WHAT YOU ARE ASKED TO DO>
Answer these questions from the gardening forum post below:
1. Which two root shapes does the post say the carrots did not have?
2. For how long, and below roughly what temperature, can cold harm tender plants like cucumbers?
3. According to the post, what usually makes decaying pesticides in commercial composts stop causing problems?

SOURCE EXTRACT>
━━━━

Post  plantoid on 4/16/2012, 4:49 pm

Seeing as your carrots did not have forked roots or roots like a cows udder , I doubt that the mix was not fully composted or too weak.

The seeds seem to have satisfactorily germinated for the carrots to have reached that length

I feel that water might have been a problem , so might heat or the lack of it for the cuc's ( if you get such a beasties Wink )



When transplanting you can give the plants a fatal shock if you plant on cold days & they have not been hardened off , or you get a critical temp drop overnight .. it does not have to be to freezing point on cucs either ......just 12 hrs of below 50 oF or so for tender plants like cuc's

or

You don't water them in or you plant them out in mid day heat and don't water till late adfternoon then get a cold snap .

Sometimes when you handle plants , substances on your fingers does them in as well. So does decaying pesticides in the commercial composts .. a few months or so later it has usually decayed enough & been diluted by watering so as not to cause probs but untill that happens you don't really know whats killing things or stunting growth .

━━━━

SOURCE DATA>
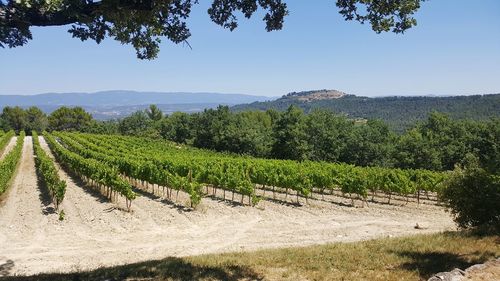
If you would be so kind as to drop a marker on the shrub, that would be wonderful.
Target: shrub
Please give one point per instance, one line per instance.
(472, 194)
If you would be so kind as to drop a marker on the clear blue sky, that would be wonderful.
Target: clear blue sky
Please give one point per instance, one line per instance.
(455, 49)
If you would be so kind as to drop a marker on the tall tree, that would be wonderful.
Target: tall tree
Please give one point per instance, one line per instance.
(69, 119)
(154, 113)
(142, 23)
(14, 118)
(177, 127)
(290, 136)
(36, 120)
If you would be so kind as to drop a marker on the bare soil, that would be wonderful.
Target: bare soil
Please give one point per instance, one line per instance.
(8, 148)
(96, 232)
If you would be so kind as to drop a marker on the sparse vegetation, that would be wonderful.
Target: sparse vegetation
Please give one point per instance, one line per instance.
(408, 258)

━━━━

RESPONSE TO THIS TASK>
1. Forked roots and roots like a cow's udder.
2. About 12 hours below roughly 50 °F.
3. After a few months they have usually decayed enough and been diluted by watering.